++++ Supplied records
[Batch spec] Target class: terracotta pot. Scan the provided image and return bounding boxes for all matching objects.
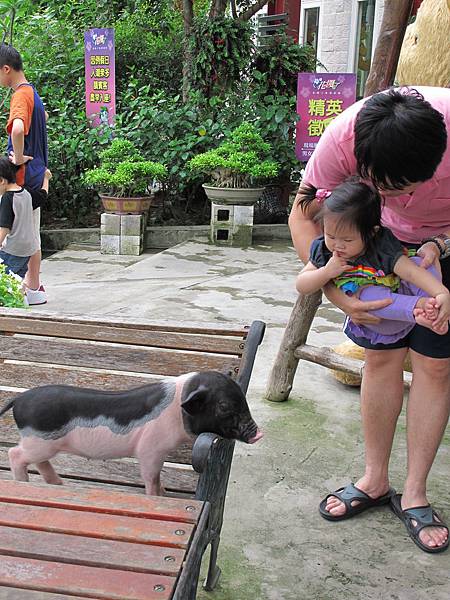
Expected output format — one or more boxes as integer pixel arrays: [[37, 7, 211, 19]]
[[100, 194, 153, 215], [203, 185, 264, 206]]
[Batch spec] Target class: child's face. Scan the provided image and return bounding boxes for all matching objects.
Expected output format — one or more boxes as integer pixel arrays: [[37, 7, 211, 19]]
[[0, 65, 11, 87], [323, 214, 365, 260]]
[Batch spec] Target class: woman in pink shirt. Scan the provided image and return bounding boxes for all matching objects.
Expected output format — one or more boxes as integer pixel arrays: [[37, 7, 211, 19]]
[[289, 87, 450, 552]]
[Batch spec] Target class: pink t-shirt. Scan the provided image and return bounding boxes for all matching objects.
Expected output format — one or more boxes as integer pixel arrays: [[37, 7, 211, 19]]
[[303, 87, 450, 243]]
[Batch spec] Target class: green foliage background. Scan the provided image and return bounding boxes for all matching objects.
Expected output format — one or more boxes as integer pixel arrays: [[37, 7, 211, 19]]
[[0, 0, 315, 226]]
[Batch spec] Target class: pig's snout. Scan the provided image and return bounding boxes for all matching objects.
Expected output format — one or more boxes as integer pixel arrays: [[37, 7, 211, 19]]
[[247, 429, 264, 444]]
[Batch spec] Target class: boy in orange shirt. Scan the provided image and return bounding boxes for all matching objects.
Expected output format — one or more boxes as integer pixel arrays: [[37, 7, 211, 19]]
[[0, 43, 48, 305]]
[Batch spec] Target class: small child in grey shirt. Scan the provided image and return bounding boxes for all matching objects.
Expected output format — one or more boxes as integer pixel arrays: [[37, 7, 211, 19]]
[[0, 157, 52, 277]]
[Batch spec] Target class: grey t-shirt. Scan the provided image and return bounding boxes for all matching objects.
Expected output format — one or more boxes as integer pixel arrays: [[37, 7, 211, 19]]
++++++++
## Work required
Copy out the material verbatim, beginning at the line that contains "[Batch spec] Target class: green" and stopping after the line that contains "[[247, 429, 264, 444]]".

## Answer to the task
[Batch spec] Target class: green foliage background. Scan the provided image and return bounding boxes for all matching objects.
Expected output format — one or more boxes as integer pixel arrays: [[37, 7, 211, 19]]
[[0, 0, 315, 226]]
[Batch spec] Target class: pig's snout. Scan the provided image and return bounding boxes for all matching objects.
Expected output format — one or more boxes as integer pixel arrays: [[37, 7, 211, 19]]
[[247, 429, 264, 444]]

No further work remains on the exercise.